__Quoted text__
··········
Term limits are popular with those too lazy to vote

May 24, 1995|By ROGER SIMON

WASHINGTON -- The term limits movement has always been the Couch Potato movement in disguise.

Too lazy to actually go to the ballot box and vote, the backers of term limits want their votes cast for them.

Instead of having to get up off the couch to throw the bums out, they want the bums thrown out automatically.

Instead of having to go through the mental agony of deciding who is a good member of Congress and who is bad one, they want everybody thrown out after a certain number of terms.

Term limit supporters want to change Congress like they change channels on their TV sets: Without any heavy lifting.

In reality, term limits exist already. They are called The Vote.

You don't like your jackass member of Congress?

Fine. Vote against him.

You do like your wise and responsive member of Congress?

Fine. Vote to keep him.

This is what we call democracy.

Term limit backers call it too much trouble.

So why are term limits so popular in public opinion polls, and why have they passed in state after state?

For the same reason people like to get ice out of their refrigerator doors: Labor-saving devices make life so easy.

But our constitutional system does, unfortunately, make some demands on us. Like going to a polling place on Election Day.

Which is what the Supreme Court said Monday.

It said states could not change the Constitution and impose term limits. The only way to get term limits, the court said, is to amend the Constitution.

But the framers of the Constitution wanted term limits, supporters of the movement claim. They wanted "citizen-legislators" who would ride their horses to Congress, stay for a short time and then ride back to tend their farms.
··········
__Given information__
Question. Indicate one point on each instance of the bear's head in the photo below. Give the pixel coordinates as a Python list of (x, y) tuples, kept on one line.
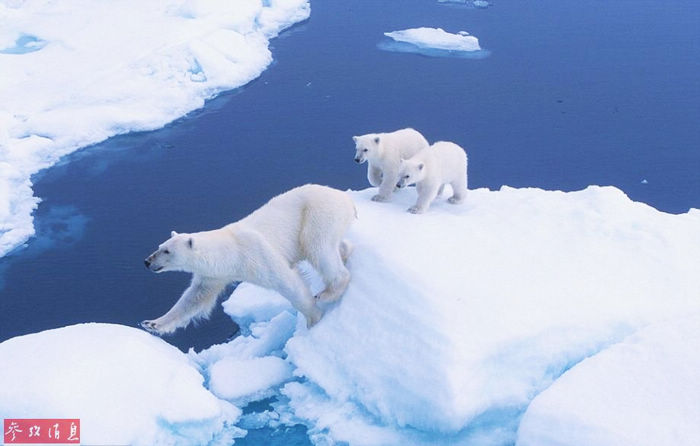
[(367, 147), (174, 254), (410, 172)]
··········
__Given instruction__
Could you pick up the column on term limits above and carry it on from its last sentence?

__Final result__
History, however, indicates differently: The Articles of Confederation, adopted by the original 13 states, imposed term limits on members of Congress, but these limits were dropped when the Constitution was written in 1787.

The Founding Fathers were, in fact, very aware of the problems of term limits.

James Madison wrote in one of his Federalist Papers: "A few members . . . will possess superior talents; will by frequent re-elections, become members of long standing, will be thoroughly masters of the public business. . . . The greater the proportion of new members . . . the more apt they be to fall into the snares that may be laid for them."

The Founding Fathers never counted on Couch Potatoes, however. They saw democracy as such a great gift to the nation, they never imagined that citizens would become bored by it or find it a burden because it cuts into their leisure time.

Today, term limits would fill Congress with amateurs who would be at the mercy of the bureaucrats, the congressional staffs and the lobbyists. In addition, term limits would shift even more power to the presidency.

"It is hard to imagine a greater boon for the Imperial President," wrote historian Arthur Schlesinger, "than to purge Congress of experienced legislators who are specialists in issues, who know the workings of government and who remember where bodies are buried."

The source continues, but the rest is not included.